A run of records
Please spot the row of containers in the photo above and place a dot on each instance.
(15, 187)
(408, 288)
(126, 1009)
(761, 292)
==
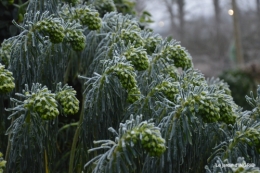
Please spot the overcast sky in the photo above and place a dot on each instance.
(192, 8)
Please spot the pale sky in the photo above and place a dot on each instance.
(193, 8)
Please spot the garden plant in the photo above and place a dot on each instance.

**GIVEN INSTRUCTION:** Copy out the items word for word, from the line containing "Please spot the overcast" through the line containing "Please spot the garden", with both of those lines included.

**FINISHED TASK:**
Please spot the overcast sky in the photo above and place a dot on each instance.
(192, 8)
Please spot the pale sky in the photo above and place a dot on each instance.
(193, 8)
Please spot the garden plant in the photo above and place a dot on each instance.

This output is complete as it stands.